↓

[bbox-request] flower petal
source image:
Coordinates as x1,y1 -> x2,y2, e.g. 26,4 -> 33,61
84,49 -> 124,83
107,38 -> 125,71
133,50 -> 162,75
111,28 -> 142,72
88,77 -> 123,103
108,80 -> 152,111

↑

Problem details:
Each record above must be output without any alteration.

Result for this exercise:
[bbox-request] flower petal
source image:
Coordinates as x1,y1 -> x2,y2, e.g. 26,4 -> 33,61
84,49 -> 124,83
107,38 -> 125,71
133,50 -> 162,75
111,28 -> 142,72
88,77 -> 123,103
108,80 -> 152,111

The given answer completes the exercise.